--- Texte extrait ---
11 Il y a lieu de rappeler, en premier lieu, que, à la différence de la situation visée dans les procédures pénales contre Eleonora Nino e.a. (arrêt de ce même jour, affaires jointes C-54-88, C-91-88 et C-14-89), M. Bouchoucha, ressortissant français exerçant en France, détient un diplôme professionnel obtenu dans un autre État membre. Il s'ensuit que le cas de l'espèce au principal n'est pas limité à un cadre purement national et qu'il faut examiner si les dispositions du traité CEE en matière de liberté d'établissement sont applicables.
--- Données de travail ---
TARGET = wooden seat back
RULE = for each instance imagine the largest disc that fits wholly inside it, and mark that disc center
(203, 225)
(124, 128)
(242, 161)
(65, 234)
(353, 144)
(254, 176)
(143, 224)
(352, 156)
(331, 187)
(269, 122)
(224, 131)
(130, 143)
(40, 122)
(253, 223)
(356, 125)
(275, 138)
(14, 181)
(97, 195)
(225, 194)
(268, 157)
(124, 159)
---
Travail demandé:
Poursuivez le texte extrait sur l'affaire Bouchoucha et la liberté d'établissement à partir de sa dernière phrase.

Résultat obtenu:
12 Il convient de constater, en second lieu, que, dans la mesure où il n'existe pas de définition communautaire des activités médicales, la définition des actes qui sont réservés à la profession médicale relève, en principe, de la compétence des États membres. Il s'ensuit qu'en l'absence d'une réglementation communautaire de l'activité d'ostéopathie à titre professionnel chaque État membre est libre de régler l'exercice de cette activité sur son territoire, sans discrimination entre ses propres ressortissants et ceux des autres États membres.

13 Il ressort de l'arrêt du 7 février 1979 (115-78, précité), que la portée de l'article 52 du traité CEE ne saurait être interprétée de façon à exclure du bénéfice du droit communautaire les ressortissants d'un État membre déterminé lorsque ceux-ci, par le fait d'avoir résidé régulièrement sur le territoire d'un autre État membre et d'y avoir acquis une qualification professionnelle reconnue par les dispositions du droit communautaire, se trouvent, à l'égard de leur État membre d'origine, dans une situation assimilable à celle de tout autre sujet bénéficiant des droits et des libertés garantis par le traité (point 24).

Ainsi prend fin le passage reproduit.